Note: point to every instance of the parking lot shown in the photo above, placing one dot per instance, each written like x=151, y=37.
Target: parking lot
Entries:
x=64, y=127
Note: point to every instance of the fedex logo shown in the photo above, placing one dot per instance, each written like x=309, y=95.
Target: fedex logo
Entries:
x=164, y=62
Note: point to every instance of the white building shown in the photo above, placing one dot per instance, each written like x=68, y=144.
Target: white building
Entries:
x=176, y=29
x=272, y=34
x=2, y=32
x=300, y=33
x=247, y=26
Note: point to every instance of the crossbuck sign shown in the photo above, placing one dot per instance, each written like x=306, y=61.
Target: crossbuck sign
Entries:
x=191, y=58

######

The request:
Rewrite the entire listing above as a Markdown table with the columns Row and Line, giving each line its own numbered row and leaving out blank lines.

Result of the task:
| Row | Line |
|---|---|
| 1 | Note: point to every instance of the parking lot shown in the photo above, placing one dot per instance, each written like x=151, y=37. |
| 2 | Target: parking lot |
| 3 | Entries: |
| 4 | x=64, y=127 |
| 5 | Note: point to every instance of the fedex logo shown in the photo above, placing one dot per instance, each written like x=309, y=95. |
| 6 | Target: fedex logo |
| 7 | Entries: |
| 8 | x=164, y=62 |
| 9 | Note: point to every instance of the white building shown in the photo above, placing one dot per instance, each written like x=68, y=144. |
| 10 | Target: white building |
| 11 | Entries: |
| 12 | x=176, y=29 |
| 13 | x=272, y=34 |
| 14 | x=2, y=32 |
| 15 | x=300, y=33 |
| 16 | x=247, y=26 |
| 17 | Note: point to every instance of the crossbuck sign shown in the photo above, placing one dot per instance, each written like x=306, y=61. |
| 18 | Target: crossbuck sign |
| 19 | Entries: |
| 20 | x=191, y=58 |